• **WHAT IS BEING ASKED**
Reproduce every line below verbatim, leaving the pictures out of your output.
*** INPUT ROWS ***
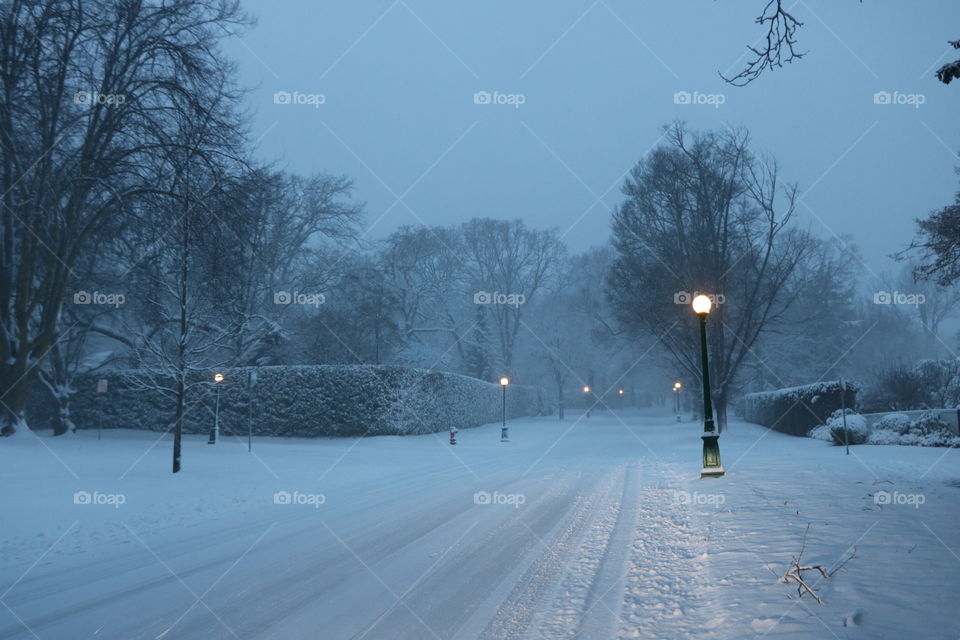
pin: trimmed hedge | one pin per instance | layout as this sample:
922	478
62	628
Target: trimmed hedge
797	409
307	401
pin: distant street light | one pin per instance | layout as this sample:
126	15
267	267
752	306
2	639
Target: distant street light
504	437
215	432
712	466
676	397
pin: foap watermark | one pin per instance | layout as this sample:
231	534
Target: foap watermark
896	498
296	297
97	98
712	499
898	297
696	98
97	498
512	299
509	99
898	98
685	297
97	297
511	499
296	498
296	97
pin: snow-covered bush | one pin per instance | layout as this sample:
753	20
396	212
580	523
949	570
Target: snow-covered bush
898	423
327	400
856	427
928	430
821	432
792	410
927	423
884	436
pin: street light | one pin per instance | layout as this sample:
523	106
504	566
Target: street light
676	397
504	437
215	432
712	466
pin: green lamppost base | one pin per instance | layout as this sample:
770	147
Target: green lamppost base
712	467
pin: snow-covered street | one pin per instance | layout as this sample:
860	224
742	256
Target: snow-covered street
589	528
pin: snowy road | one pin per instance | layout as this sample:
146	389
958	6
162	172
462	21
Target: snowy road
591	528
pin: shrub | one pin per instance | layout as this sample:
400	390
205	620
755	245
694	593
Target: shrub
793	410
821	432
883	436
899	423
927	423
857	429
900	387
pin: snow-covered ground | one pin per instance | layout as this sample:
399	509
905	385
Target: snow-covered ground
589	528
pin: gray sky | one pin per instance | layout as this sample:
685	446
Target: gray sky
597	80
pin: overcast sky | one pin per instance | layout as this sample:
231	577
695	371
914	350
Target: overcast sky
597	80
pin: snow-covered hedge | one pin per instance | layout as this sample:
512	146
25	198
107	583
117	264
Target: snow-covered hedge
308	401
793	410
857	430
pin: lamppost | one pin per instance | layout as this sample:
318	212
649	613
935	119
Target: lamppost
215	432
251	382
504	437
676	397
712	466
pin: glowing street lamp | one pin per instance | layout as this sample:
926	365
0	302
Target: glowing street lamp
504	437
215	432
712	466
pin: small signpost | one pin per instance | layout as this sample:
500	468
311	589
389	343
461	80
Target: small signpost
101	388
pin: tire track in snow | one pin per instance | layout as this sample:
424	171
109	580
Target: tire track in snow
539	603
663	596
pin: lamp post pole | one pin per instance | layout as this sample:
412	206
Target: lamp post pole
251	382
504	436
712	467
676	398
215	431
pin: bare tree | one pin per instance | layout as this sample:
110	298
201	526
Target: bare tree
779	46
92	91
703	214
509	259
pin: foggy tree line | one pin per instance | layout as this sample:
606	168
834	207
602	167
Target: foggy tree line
***
• **SOLUTION TO THIS EXERCISE**
pin: trimmed hedge | one pin per instance | layout as this sample:
922	478
62	628
Target: trimmed hedge
797	409
307	401
pin: distant street light | one pin per instance | layout as this sample:
126	15
267	267
752	306
2	639
Target: distant street light
504	437
215	432
712	466
676	397
pin: foap watermark | one pin per instance | layout as this sample:
231	534
Target: foap watermark
896	498
296	297
97	98
712	499
898	297
696	98
97	498
512	299
509	99
898	98
685	297
97	297
511	499
296	498
296	97
pin: snow-covered bush | one pin per instance | layout as this sample:
753	20
396	212
580	523
949	570
Target: snow-covered bush
898	423
327	400
856	427
928	430
821	432
792	410
927	423
884	436
pin: street light | one pin per instance | layout as this sample:
523	106
504	566
Target: street light
676	397
504	437
215	432
712	466
pin: green lamppost base | one pin per instance | layout as this sample:
770	147
Target: green lamppost base
712	467
pin: snow-covered street | one pin per instance | layout as this sample:
860	224
742	256
Target: snow-covered street
589	528
pin: snowy road | one pin per instance | layout as this sample:
146	389
958	6
162	172
462	21
Target: snowy road
591	528
pin: shrub | one pin per instance | layout as this sample:
400	390
205	620
755	245
694	593
Target: shrub
793	410
821	432
883	436
899	423
927	423
857	429
900	387
pin: snow-covered ground | one pin per instance | layout as this sample:
399	509
905	385
Target: snow-covered ground
589	528
pin: gray sky | one pin per instance | layout as this sample:
685	446
Target: gray sky
597	80
pin: overcast sky | one pin per instance | layout as this sample:
231	577
695	371
914	350
Target: overcast sky
597	80
pin: snow-covered hedge | one pin per instance | layout as this sample:
512	146
25	198
107	583
117	264
Target: snow-covered hedge
308	401
793	410
857	430
pin: lamppost | one pin per instance | layout as this sample:
318	212
649	613
935	119
Target: lamppost
215	432
251	382
504	437
676	397
712	466
pin: glowing street lamp | one pin per instance | layout as this sample:
926	365
0	302
Target: glowing street lamp
504	437
215	432
712	466
pin: small signpost | one pin per instance | layout as this sample:
500	468
311	589
389	343
461	80
Target: small signpost
101	388
pin: tire track in snow | one pin per instance | layout as this sample:
424	171
109	580
Target: tire track in snow
539	603
663	596
pin: lamp post pole | one pin per instance | layout as this sample:
412	206
Target: lamp post pole
251	382
504	436
712	467
676	398
215	431
pin: bare tree | one pin per instance | layout as this sample:
110	298
201	526
Target: bare tree
779	46
92	91
703	214
509	259
pin: foggy tree line | one pin per instance | layout as this sample:
606	168
834	207
602	167
Target: foggy tree line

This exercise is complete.